Can chronic pain be alleviated by anti-depressants?

The question is this: Can chronic pain be alleviated by anti-depressants?

Antidepressants are often prescribed for people who are experiencing chronic pain from such conditions as fibromyalgia and arthritis. Under what conditions should a person with arthritis or fibromyalgia incorporate an antidepressant into their medication regimen? How can these patients be helped by antidepressants?

It is typical for patients with chronic diseases to have bouts of depression. For a great number of patients, depression is only experienced briefly, but for those who continue to have symptoms, professional counseling may be necessary. In addition to counseling, the patient may also be encouraged to use a prescription medication.

SSRI’s: The most commonly prescribed antidepressants come from a family of medications called selective serotonin reuptake inhibitors (SSRIs). Some drugs included in the list of SSRIs are:

• Prozac (fluoxetine)
• Lexapro (escitalopram)
• Celexa (citalopram)
• Zoloft (sertraline)
• Paxil (paroxetine)
• Wellbutrin (bupropion)

As the name implies, SSRIs target a neurotransmitter called serotonin, a chemical produced by the brain. These medications work well and usually have few side effects.

## Information shown
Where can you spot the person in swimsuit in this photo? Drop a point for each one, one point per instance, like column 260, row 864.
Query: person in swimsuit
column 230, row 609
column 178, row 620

## Work instruction 1
Summarize the text on antidepressants for chronic pain in two sentences.
## Work instruction 2
Transcribe the stretch of the text on antidepressants for chronic pain from "Antidepressants are often" through "a prescription medication.".
The data has no role in what follows here.

## Task answer 1
Antidepressants are often prescribed for people with chronic pain from conditions such as fibromyalgia and arthritis, and patients with chronic diseases commonly have bouts of depression that may call for counseling and prescription medication. The most commonly prescribed antidepressants are SSRIs such as Prozac and Zoloft, which target the brain chemical serotonin, work well, and usually have few side effects.

## Task answer 2
Antidepressants are often prescribed for people who are experiencing chronic pain from such conditions as fibromyalgia and arthritis. Under what conditions should a person with arthritis or fibromyalgia incorporate an antidepressant into their medication regimen? How can these patients be helped by antidepressants?

It is typical for patients with chronic diseases to have bouts of depression. For a great number of patients, depression is only experienced briefly, but for those who continue to have symptoms, professional counseling may be necessary. In addition to counseling, the patient may also be encouraged to use a prescription medication.